TEXTE DE L'EXERCICE>
▽
Ceux qui veulent sortir
Les profils se dessinent, les bienheureux se déconfinent.
Le temps commence à se faire long pour certains et réaliser que nous ne sommes qu’à mi-chemin s’avère complexe. Sur les réseaux sociaux, dans les conversations sous ma fenêtre, les mots sont énervés et aussi déterminés :
« Qu’importe la durée, moi je sors ça suffit ! »
Mais qui sont-ils ces héros des temps modernes ? D’où tirent-ils cette confiance ? Où est cachée leur peur ?
Ces derniers jours, mes erreurs s’accumulent. Scroller Twitter des heures. Recommencer. Cliquer sur des articles effrayants. Me contracter. Fermer l’article. En lire un pire. Puis sentir ma gorge qui gratte. Tousser. Recommencer. Paniquer. Le point dans la poitrine.
Et si c’était maintenant ? Et s’il tombait sur moi ?
J’ai regardé quelques JT. J’ai écouté tous les médecins expliquer les profils-type des gens en réanimation. 50% des patients y meurent. Une chance sur deux. J’ai écouté attentivement chaque description, chaque pourcentage. Et là, devant la TV à 20h30, j’ai réalisé que les patients en réanimation, c’était moi.
△
CONSIGNE> Dans le texte sur le confinement, expliquez sur quel chiffre repose l'expression « Une chance sur deux ». Les items qui suivent constituent un matériau distinct, indépendant du texte de l'exercice.

DONNÉES FOURNIES>
▽
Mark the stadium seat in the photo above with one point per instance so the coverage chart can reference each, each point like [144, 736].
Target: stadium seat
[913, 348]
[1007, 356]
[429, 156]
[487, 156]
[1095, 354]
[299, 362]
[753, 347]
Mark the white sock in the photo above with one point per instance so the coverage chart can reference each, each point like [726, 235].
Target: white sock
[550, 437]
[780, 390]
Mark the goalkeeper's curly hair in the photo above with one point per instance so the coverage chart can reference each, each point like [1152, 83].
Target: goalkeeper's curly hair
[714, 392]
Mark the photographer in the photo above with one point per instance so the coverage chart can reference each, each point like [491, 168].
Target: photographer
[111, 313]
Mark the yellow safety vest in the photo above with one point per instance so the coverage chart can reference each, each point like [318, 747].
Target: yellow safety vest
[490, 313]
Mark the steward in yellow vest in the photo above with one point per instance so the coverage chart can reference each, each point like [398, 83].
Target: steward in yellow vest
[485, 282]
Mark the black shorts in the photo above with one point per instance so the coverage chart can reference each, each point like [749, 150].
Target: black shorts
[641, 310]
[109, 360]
△
▽
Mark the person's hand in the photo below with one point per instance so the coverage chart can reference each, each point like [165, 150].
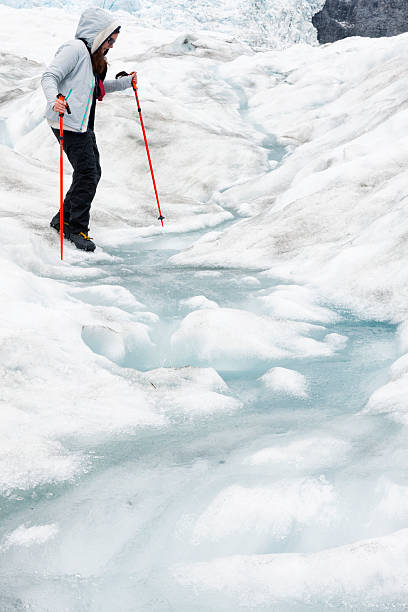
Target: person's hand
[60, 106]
△
RÉSULTAT> L'expression reprend le chiffre cité juste avant : « 50% des patients y meurent », c'est-à-dire en réanimation. La personne qui écrit le tient des médecins entendus aux JT et le ramène à une chance sur deux.